>> begin SOURCE EXTRACT
Art That You Really Really Will Not Have Seen Anywhere Else!

Yet another, but perhaps more self-publicising reason to visit our exhibition at The Old Brick Workshop this Art Weeks is to see twelve entirely new works I've created over the course of this year. After having a fairly substantial break from exhibiting anywhere, it is very exciting, enjoyably nerve-wracking  and important to me to have the opportunity to receive feed back and show new work again. They include some familiar themes of mine, namely tools as well as a few new surprises! [See: http://spannerintheworkz.blogspot.co.uk/2015/10/art-weeks-2015-sneak-preview.html]
 
Apart from being a shameless plug for the exhibition this is the first in a series of posts I’ll be writing about that recent work in an attempt to understand it better and share a few thoughts on the making or thinking behind some of the work.
>> end SOURCE EXTRACT
• **EXERCISE AIM**
Transcribe the art exhibition post from "Apart from being" to "of the work.".
>> begin EXTRACTED INFORMATION
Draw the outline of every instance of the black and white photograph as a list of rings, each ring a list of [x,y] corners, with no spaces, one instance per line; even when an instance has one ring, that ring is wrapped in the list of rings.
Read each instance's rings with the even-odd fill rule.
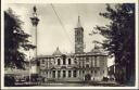
[[[136,87],[137,3],[4,3],[3,87]]]

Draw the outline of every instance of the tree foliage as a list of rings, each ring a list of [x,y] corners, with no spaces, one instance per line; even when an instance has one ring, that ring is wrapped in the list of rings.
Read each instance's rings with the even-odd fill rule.
[[[11,9],[4,11],[4,67],[24,68],[26,54],[21,49],[35,48],[29,43],[30,35],[22,29],[23,24]]]
[[[100,15],[110,20],[110,25],[96,27],[106,38],[103,48],[115,56],[115,65],[126,67],[128,80],[135,77],[135,4],[122,3],[114,8],[106,4],[106,12]]]

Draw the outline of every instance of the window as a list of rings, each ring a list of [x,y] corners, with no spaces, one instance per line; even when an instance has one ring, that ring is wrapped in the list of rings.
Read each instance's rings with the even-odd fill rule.
[[[71,75],[71,70],[68,70],[68,77],[71,77],[72,75]]]
[[[52,72],[52,77],[55,78],[55,70]]]
[[[65,70],[63,70],[63,77],[65,77],[66,76],[66,73],[65,73]]]
[[[65,59],[63,59],[63,65],[65,65]]]
[[[76,76],[77,76],[77,75],[76,75],[76,73],[77,73],[77,72],[76,72],[76,70],[74,70],[74,77],[76,77]]]
[[[89,64],[87,64],[86,67],[89,68]]]
[[[97,56],[94,56],[94,66],[97,66]]]
[[[85,74],[85,70],[83,70],[83,74]]]
[[[68,59],[68,65],[71,65],[71,59]]]
[[[91,70],[91,74],[93,73],[93,70]]]
[[[61,77],[61,70],[58,70],[58,77]]]
[[[45,64],[45,60],[42,59],[42,64]]]
[[[58,65],[61,65],[61,60],[60,59],[58,59]]]

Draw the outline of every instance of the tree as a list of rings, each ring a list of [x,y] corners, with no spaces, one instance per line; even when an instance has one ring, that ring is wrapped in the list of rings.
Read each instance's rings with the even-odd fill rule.
[[[4,11],[4,67],[24,68],[26,54],[21,49],[35,49],[28,40],[30,35],[24,33],[22,25],[23,22],[11,9]]]
[[[106,39],[102,46],[115,56],[115,77],[121,83],[135,82],[135,4],[106,4],[101,16],[110,20],[110,25],[96,26]]]

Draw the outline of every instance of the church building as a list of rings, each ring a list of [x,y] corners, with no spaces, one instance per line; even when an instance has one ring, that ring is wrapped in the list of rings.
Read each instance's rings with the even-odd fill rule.
[[[52,55],[38,56],[38,74],[46,81],[101,81],[108,76],[108,55],[94,46],[84,52],[84,28],[78,16],[75,28],[75,53],[64,54],[56,48]]]

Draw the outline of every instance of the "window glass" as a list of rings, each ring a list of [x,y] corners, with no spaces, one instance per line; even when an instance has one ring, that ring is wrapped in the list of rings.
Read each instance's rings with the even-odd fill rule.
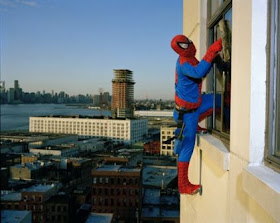
[[[269,117],[268,159],[280,165],[280,39],[279,2],[271,0],[270,8],[270,63],[269,63]]]
[[[230,97],[231,97],[231,32],[232,9],[217,15],[213,24],[209,25],[209,46],[226,33],[227,38],[223,42],[224,47],[219,56],[214,60],[214,65],[207,79],[207,90],[214,93],[213,117],[209,119],[208,126],[229,138],[230,133]],[[212,18],[210,18],[212,19]],[[224,21],[224,22],[223,22]],[[226,31],[226,32],[225,32]]]
[[[215,14],[218,8],[222,5],[223,0],[211,0],[211,16]]]

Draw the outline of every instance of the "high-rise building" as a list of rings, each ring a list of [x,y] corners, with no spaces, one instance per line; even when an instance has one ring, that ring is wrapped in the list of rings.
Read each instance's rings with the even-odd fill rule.
[[[134,84],[132,71],[114,70],[112,80],[112,116],[133,117]]]
[[[161,126],[160,128],[160,155],[174,156],[174,140],[169,144],[165,143],[166,140],[174,136],[175,126]]]
[[[14,82],[14,88],[15,88],[15,89],[19,89],[19,83],[18,83],[18,80],[15,80],[15,82]]]

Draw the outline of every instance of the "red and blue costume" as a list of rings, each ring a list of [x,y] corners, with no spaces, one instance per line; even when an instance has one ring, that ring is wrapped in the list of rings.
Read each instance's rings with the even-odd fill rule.
[[[189,182],[188,168],[195,145],[198,122],[212,114],[213,94],[201,94],[202,79],[211,69],[211,63],[222,49],[221,39],[213,43],[203,59],[195,58],[196,48],[184,35],[177,35],[171,47],[179,54],[175,73],[175,130],[174,152],[178,154],[178,188],[181,194],[195,194],[200,185]],[[220,105],[220,97],[216,100]]]

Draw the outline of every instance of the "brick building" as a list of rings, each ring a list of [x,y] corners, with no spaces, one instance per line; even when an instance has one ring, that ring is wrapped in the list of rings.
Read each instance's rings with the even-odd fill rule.
[[[46,222],[46,201],[55,195],[58,191],[58,186],[51,185],[34,185],[21,192],[22,201],[20,210],[32,211],[33,223]]]
[[[60,222],[68,223],[71,221],[71,198],[67,195],[55,195],[45,203],[46,223]]]
[[[144,144],[144,152],[150,155],[160,154],[160,142],[152,141]]]
[[[114,213],[123,222],[136,222],[141,208],[142,169],[104,165],[92,171],[92,211]]]

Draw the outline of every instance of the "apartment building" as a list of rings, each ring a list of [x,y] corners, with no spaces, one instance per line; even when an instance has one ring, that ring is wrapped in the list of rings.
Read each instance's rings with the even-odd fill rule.
[[[57,191],[58,186],[55,184],[37,184],[29,187],[21,192],[22,201],[19,209],[32,211],[33,223],[44,223],[46,222],[46,201],[55,195]]]
[[[92,212],[114,213],[114,218],[137,222],[141,209],[142,169],[104,165],[92,171]]]
[[[29,118],[30,132],[77,134],[82,137],[107,138],[132,144],[148,133],[146,119],[90,116],[43,116]]]
[[[162,126],[160,127],[160,155],[163,156],[174,156],[174,140],[169,143],[165,143],[166,140],[174,136],[174,126]]]

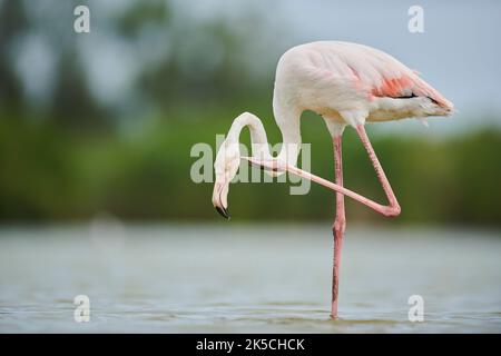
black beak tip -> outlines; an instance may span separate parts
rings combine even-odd
[[[228,210],[222,207],[216,207],[217,212],[219,212],[225,219],[229,220]]]

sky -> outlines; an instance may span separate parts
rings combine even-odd
[[[0,0],[1,1],[1,0]],[[181,11],[193,21],[223,19],[235,31],[259,30],[259,36],[245,43],[249,49],[246,62],[262,71],[264,80],[273,81],[279,56],[288,48],[317,40],[343,40],[364,43],[389,52],[416,69],[440,92],[454,102],[459,113],[451,120],[436,119],[430,123],[434,132],[456,132],[483,123],[501,128],[501,1],[332,1],[332,0],[174,0],[174,17]],[[31,16],[49,18],[52,0],[30,2]],[[128,0],[88,1],[91,17],[116,16]],[[409,8],[421,6],[424,32],[407,29]],[[70,6],[69,6],[70,7]],[[53,8],[52,8],[53,9]],[[63,12],[71,13],[71,9]],[[68,20],[71,20],[69,18]],[[242,26],[250,21],[252,26]],[[66,24],[65,24],[66,26]],[[189,24],[185,24],[189,42]],[[102,101],[127,101],[138,66],[154,61],[169,51],[168,33],[154,31],[147,36],[144,50],[136,51],[114,39],[112,31],[95,29],[81,40],[80,53],[92,92]],[[151,34],[151,33],[150,33]],[[264,36],[262,36],[264,34]],[[50,78],[57,67],[53,51],[43,38],[35,34],[19,46],[18,72],[33,98],[50,89]],[[194,46],[196,42],[194,42]],[[207,46],[207,43],[204,43]],[[208,46],[207,51],[216,53]],[[235,53],[236,56],[242,53]],[[38,58],[32,61],[32,58]],[[207,61],[210,56],[200,58]],[[191,66],[193,63],[189,63]],[[198,63],[202,66],[204,63]],[[37,80],[33,80],[37,78]],[[124,98],[126,98],[124,100]],[[243,108],[245,109],[245,108]],[[416,122],[418,123],[418,122]],[[386,126],[386,123],[382,123]],[[421,125],[394,123],[386,129],[422,130]]]
[[[382,49],[416,69],[454,102],[455,125],[431,120],[439,132],[468,130],[484,122],[501,127],[501,1],[176,1],[196,18],[238,21],[245,12],[269,29],[272,62],[292,46],[343,40]],[[411,33],[409,8],[421,6],[424,32]],[[237,26],[237,24],[236,24]],[[474,117],[474,122],[471,118]],[[393,125],[400,129],[404,122]],[[386,128],[385,128],[386,129]]]

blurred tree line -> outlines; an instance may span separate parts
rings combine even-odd
[[[215,135],[247,110],[279,141],[271,108],[275,63],[264,59],[274,57],[264,56],[269,36],[252,11],[236,30],[230,19],[195,21],[166,1],[128,1],[112,11],[102,3],[88,1],[91,33],[76,34],[79,2],[0,1],[0,220],[72,221],[100,211],[219,219],[212,185],[190,179],[190,148],[215,147]],[[261,69],[249,65],[259,61]],[[114,75],[117,68],[128,75]],[[352,130],[345,136],[347,186],[383,201],[362,146]],[[312,170],[332,178],[330,136],[310,112],[303,139],[312,144]],[[403,208],[395,221],[501,225],[499,130],[440,140],[379,135],[374,147]],[[286,184],[237,184],[229,201],[242,220],[334,215],[334,195],[314,185],[291,196]],[[347,209],[351,220],[385,221],[351,201]]]

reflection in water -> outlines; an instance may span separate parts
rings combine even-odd
[[[0,332],[501,333],[499,234],[351,228],[336,322],[330,234],[111,218],[2,229]],[[89,323],[73,322],[80,294]],[[423,323],[407,319],[411,295],[424,298]]]

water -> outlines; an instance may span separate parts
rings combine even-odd
[[[501,333],[499,235],[348,227],[333,322],[328,225],[3,228],[0,332]]]

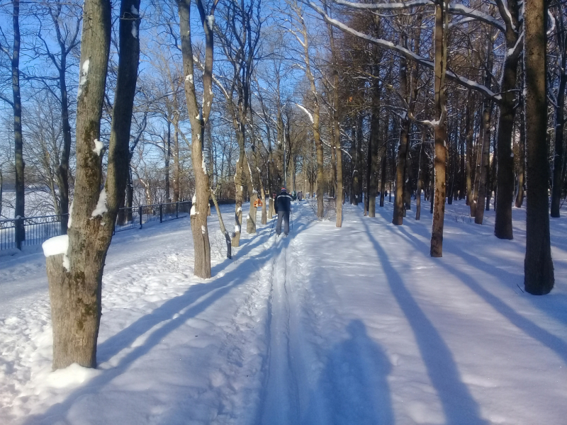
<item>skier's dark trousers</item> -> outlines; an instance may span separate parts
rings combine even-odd
[[[284,220],[284,233],[286,236],[289,233],[289,212],[291,210],[291,196],[288,194],[286,188],[281,188],[281,192],[274,203],[276,213],[278,215],[278,224],[276,225],[276,234],[281,233],[281,220]]]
>> end EXTRACTED INFORMATION
• **PROBLEM SOLUTION**
Apart from being a shameless plug for the exhibition this is the first in a series of posts I’ll be writing about that recent work in an attempt to understand it better and share a few thoughts on the making or thinking behind some of the work.